====== Entries provided ======
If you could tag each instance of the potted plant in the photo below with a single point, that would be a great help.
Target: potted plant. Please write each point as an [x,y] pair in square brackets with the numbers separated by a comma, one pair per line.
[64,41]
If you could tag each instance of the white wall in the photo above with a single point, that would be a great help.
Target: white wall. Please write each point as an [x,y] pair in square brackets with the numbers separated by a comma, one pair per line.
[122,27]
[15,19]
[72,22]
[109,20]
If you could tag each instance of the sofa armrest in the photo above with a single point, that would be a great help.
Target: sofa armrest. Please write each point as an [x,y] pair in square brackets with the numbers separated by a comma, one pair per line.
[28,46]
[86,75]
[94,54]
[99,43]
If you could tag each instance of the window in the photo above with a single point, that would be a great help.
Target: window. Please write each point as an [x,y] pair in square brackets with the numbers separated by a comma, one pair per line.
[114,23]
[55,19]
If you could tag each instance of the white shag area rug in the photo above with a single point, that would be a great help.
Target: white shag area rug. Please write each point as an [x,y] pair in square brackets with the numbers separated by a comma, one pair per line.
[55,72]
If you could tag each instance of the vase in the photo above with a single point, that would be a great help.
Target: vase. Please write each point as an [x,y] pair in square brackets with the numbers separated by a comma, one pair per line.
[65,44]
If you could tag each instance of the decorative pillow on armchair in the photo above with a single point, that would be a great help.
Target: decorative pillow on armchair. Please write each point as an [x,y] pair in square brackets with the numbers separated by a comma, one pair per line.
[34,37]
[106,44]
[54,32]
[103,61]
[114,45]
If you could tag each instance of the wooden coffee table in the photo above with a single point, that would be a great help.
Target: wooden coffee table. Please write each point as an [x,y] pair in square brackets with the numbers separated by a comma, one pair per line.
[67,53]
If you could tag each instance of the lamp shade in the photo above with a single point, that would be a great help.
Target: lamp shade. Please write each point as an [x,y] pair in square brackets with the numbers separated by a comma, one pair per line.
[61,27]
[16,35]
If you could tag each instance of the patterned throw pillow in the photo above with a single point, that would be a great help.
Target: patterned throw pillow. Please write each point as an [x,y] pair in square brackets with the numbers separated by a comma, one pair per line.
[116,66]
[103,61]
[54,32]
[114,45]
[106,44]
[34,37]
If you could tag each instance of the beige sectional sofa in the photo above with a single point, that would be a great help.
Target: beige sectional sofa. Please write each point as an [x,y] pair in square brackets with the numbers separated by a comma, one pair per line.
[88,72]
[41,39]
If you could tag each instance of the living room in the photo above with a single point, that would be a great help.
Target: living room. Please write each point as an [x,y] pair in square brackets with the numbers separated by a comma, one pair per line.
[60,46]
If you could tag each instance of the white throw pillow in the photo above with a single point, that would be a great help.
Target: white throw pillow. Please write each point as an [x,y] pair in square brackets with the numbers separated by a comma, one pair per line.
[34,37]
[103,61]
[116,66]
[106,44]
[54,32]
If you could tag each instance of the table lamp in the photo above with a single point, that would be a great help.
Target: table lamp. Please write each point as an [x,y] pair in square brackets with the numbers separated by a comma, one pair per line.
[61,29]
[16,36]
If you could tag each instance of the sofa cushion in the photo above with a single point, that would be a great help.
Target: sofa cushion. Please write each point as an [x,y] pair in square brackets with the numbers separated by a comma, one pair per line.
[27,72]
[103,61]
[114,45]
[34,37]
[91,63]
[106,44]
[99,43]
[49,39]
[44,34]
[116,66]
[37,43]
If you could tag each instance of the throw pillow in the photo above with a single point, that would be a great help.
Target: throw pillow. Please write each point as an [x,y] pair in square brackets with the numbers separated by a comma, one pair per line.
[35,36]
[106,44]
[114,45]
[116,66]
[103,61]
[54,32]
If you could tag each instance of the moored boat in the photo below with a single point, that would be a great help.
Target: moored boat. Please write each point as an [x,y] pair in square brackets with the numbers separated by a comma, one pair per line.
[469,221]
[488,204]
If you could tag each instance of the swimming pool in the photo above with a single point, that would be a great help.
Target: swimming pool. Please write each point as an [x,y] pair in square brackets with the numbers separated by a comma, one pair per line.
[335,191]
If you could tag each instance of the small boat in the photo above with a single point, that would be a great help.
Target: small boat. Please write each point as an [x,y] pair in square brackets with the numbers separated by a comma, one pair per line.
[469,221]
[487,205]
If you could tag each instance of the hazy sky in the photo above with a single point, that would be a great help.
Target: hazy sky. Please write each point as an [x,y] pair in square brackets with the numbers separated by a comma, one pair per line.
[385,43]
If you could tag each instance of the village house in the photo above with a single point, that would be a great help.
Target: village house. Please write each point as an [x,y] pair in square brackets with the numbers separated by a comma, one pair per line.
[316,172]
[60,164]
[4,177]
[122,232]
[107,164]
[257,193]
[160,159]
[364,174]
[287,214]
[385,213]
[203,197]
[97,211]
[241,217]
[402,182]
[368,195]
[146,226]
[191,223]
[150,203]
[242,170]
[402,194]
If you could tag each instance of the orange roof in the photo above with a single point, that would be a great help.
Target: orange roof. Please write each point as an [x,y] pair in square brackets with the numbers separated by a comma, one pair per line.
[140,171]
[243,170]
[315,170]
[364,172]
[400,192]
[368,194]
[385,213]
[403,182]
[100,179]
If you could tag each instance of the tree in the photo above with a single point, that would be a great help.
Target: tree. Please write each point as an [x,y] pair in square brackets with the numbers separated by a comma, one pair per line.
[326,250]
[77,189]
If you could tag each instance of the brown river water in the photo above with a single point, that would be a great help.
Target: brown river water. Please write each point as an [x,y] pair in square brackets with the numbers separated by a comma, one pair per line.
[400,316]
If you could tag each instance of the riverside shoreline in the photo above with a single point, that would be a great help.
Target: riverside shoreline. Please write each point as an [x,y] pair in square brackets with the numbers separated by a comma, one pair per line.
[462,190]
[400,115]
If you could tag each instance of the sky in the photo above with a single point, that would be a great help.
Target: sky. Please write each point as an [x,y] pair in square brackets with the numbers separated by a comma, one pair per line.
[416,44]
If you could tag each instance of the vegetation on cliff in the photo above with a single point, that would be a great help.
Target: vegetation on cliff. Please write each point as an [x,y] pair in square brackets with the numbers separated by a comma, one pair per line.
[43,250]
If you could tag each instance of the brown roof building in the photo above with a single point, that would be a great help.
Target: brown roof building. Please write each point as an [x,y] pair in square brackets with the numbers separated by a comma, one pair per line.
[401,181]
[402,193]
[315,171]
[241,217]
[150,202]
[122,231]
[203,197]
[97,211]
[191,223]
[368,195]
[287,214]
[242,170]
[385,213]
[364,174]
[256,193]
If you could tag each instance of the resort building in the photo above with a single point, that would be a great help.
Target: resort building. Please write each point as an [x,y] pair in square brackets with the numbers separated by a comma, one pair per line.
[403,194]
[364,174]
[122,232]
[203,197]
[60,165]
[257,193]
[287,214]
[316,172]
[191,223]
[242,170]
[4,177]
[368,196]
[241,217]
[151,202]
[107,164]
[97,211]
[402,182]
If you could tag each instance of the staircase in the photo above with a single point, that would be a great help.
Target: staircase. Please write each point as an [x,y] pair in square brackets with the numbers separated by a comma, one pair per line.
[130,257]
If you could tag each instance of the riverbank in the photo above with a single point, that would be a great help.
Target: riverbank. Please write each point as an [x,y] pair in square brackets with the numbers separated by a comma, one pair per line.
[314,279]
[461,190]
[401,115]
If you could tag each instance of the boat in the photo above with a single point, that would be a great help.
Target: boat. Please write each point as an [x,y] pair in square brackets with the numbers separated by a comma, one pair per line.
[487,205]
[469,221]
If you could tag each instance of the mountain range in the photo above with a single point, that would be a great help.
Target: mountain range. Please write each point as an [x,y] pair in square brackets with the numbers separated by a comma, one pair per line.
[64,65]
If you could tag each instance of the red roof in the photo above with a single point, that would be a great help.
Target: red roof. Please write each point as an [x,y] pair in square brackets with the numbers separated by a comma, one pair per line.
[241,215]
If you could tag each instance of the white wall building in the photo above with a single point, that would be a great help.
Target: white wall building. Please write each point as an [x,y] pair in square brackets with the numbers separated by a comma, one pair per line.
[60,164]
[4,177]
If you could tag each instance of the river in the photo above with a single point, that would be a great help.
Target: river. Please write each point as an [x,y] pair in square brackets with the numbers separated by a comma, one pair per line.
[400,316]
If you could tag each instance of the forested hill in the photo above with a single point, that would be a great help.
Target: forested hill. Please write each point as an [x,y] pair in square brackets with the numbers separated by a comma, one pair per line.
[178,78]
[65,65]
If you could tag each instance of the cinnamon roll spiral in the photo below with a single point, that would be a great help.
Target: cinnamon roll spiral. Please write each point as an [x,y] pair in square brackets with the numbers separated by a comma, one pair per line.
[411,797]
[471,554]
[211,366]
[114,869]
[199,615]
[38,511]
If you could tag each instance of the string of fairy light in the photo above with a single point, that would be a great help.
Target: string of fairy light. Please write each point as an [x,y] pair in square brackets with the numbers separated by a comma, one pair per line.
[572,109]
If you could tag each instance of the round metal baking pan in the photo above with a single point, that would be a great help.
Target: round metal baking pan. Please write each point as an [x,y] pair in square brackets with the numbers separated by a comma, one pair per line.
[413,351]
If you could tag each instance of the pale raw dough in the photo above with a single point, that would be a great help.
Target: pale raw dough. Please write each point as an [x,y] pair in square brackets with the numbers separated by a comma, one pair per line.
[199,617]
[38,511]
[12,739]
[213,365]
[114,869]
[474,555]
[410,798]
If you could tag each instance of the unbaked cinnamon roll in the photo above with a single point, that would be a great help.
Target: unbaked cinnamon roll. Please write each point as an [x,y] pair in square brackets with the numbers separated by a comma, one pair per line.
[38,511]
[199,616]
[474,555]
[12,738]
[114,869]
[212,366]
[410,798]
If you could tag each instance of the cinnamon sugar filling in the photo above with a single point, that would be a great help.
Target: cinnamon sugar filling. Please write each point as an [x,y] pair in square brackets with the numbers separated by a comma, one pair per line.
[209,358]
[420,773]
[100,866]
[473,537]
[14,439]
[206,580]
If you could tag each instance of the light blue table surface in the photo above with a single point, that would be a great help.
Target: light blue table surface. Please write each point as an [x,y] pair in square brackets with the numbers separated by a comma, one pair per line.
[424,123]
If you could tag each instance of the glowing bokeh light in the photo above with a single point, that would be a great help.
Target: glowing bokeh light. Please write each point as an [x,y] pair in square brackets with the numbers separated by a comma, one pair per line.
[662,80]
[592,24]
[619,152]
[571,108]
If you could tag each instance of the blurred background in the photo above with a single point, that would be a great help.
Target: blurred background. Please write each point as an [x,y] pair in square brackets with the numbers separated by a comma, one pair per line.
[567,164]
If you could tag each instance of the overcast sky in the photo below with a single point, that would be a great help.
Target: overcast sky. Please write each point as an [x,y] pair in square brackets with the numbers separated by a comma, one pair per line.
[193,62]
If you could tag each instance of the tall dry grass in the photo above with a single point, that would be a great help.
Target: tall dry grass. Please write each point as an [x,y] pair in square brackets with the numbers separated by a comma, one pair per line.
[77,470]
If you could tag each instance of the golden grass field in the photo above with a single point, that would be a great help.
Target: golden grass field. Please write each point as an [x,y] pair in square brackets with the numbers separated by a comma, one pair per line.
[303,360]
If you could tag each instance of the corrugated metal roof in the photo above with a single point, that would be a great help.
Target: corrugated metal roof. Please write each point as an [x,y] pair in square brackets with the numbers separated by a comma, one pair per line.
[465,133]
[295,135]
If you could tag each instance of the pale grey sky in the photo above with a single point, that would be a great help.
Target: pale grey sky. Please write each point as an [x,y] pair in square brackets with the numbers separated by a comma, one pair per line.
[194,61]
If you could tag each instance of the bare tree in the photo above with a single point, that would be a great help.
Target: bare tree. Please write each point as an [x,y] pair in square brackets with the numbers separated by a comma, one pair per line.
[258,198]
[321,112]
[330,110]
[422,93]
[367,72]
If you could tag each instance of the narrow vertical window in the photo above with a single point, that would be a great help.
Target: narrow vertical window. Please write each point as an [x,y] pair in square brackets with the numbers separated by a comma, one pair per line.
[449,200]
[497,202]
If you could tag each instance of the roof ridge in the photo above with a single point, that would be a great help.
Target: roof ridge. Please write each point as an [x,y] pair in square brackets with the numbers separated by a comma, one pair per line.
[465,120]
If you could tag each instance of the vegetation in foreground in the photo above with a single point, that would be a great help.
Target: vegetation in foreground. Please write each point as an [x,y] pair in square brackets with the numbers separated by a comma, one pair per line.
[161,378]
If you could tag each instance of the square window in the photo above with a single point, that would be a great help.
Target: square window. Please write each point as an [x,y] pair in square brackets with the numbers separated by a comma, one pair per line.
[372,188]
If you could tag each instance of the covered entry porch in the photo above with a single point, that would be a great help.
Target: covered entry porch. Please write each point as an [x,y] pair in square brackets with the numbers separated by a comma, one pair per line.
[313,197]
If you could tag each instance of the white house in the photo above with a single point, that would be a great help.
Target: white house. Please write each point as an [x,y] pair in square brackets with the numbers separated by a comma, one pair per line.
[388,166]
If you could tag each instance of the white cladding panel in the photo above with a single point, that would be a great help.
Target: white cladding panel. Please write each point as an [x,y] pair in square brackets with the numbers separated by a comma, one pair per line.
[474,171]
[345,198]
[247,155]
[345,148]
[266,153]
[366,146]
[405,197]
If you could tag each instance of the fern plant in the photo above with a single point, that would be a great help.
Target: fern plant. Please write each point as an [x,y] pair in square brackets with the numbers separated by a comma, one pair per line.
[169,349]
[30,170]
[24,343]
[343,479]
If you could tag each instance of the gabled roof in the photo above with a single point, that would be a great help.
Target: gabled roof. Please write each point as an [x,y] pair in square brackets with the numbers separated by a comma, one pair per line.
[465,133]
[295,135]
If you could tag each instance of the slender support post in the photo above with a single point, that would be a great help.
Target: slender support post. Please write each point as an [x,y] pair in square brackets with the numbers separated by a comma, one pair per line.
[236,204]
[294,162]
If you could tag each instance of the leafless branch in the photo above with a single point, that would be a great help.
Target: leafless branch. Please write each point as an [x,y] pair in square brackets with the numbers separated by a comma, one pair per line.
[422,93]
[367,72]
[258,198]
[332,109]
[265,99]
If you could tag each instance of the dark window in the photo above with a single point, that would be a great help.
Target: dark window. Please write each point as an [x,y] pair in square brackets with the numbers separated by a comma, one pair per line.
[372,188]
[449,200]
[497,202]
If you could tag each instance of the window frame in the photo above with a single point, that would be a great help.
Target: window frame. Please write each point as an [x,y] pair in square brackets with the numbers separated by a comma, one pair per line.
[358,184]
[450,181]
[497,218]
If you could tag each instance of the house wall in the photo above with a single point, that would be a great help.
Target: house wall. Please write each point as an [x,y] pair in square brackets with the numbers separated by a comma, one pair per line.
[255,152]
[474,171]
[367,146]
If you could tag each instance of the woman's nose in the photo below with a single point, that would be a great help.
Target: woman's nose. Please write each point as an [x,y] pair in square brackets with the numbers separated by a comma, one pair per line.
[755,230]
======
▶ [Description of the task]: Set out exactly the run of lines that begins at the line holding "If you could tag each instance of the fern" and ends at the last line of the data.

▶ [Answer to this exercise]:
If you could tag each instance of the fern plant in the photo above with a single point, that would be a great help.
Target: fern plant. Please write each point as an [x,y] pair in square brackets with the numbers separated by a comma, one pair per line.
[169,349]
[30,170]
[24,343]
[343,479]
If you could tag each instance of the gabled roof in the photo above with a single point, that would be a great help.
Target: gabled roof. Please write each point as an [x,y] pair in square brackets with the numbers separated by a comma, one pair per line.
[465,133]
[295,135]
If you could tag each instance of the slender support post in the photo above with a single point, that would be a great help.
Target: slender support post. Please write each point as an [x,y] pair in square brackets with the numbers separated by a comma, one pair per line.
[236,204]
[294,162]
If you could tag each instance of the leafless branch in the photo above with a single point, that would be a great help.
Target: leafless branch. Please write each point as an [x,y] pair in square brackets with the numbers separated by a comma, one pair per line.
[422,93]
[367,72]
[258,198]
[332,109]
[265,99]
If you could tag each instance of the dark window in the photo above with a single point, that would be a great help.
Target: dark window. Please write each point as an [x,y] pair in square brackets with the numbers separated by a comma, one pair per line.
[372,188]
[449,200]
[497,202]
If you could tag each instance of the window frame in the photo above with a single point, that would be a great help.
Target: window frame. Please write each point as an [x,y] pair in square brackets with the numbers separated by a comma, one pair per line.
[358,184]
[450,181]
[497,218]
If you could tag each instance of the house wall in the photo above with a single point, that would be a great help.
Target: house wall. Please write each point as an [x,y] pair in square brackets with the numbers separated by a comma, one pair per line.
[255,152]
[474,171]
[367,146]
If you could tag each instance of the woman's nose in the photo below with a single point, that would be a great help.
Target: woman's nose. Please write each point as an [x,y] pair in square brackets with the numbers separated by a comma, one pair per line.
[755,230]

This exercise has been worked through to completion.